▶ Excerpted passage

★ ★ ★ ★ ★ ★ ★

By Kim Se-jeong
Dozens of AIDS patients on the brink of death are struggling to find places to receive care after being told to leave the nation's only care center for dying AIDS patients, according to a rights activist.
According to HIV/AIDS Human Rights Nanuri, the patients were told to leave the care center, Sudong Yonsei Sanitarium Hospital, earlier this year because it was deprived of a license following alleged violations of human rights.
One patient was raped in 2011. In August of last year, a new patient died 13 days after arriving. The investigation found that the care center staff refused the patient's request for medical attention. Her death attracted media coverage which eventually led to the uncovering of years of human rights abuse.
According to Kwon Mi-ran, an activist for Nanuri, 15 have moved out so far, five to the National Medical Center in Seoul and 10 to the National Police Hospital in Seoul
"The rest are still there without knowing where to go," Kwon told The Korea Times during a telephone interview Wednesday.
The activist said the hospital does not allow her staff to visit the hospital, and that she doesn't know how long the patients can stay there and how they are being treated.
Finding an alternative is not easy for them because of prejudice shown by medical service providers.
Almost all medical centers in Korea, both public and private, have the capacity to see AIDS patients.

★ ★ ★ ★ ★ ★ ★

▶ Entries shown
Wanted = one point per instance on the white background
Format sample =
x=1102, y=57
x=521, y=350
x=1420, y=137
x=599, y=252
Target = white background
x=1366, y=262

★ ★ ★ ★ ★ ★ ★

▶ Using the information
a) Condense the paragraph of the article that begins "One patient was raped in 2011" into a shorter version that keeps its main facts.
b) According to the article, how many patients moved to the National Police Hospital in Seoul?
The entries above are separate material and are not connected to the article.

▶ Answers to this exercise
a) After a patient was raped in 2011 and a new patient died in August of last year, 13 days after arriving, when staff refused her request for medical attention, media coverage of her death exposed years of human rights abuse at the care center.

b) Ten patients moved there.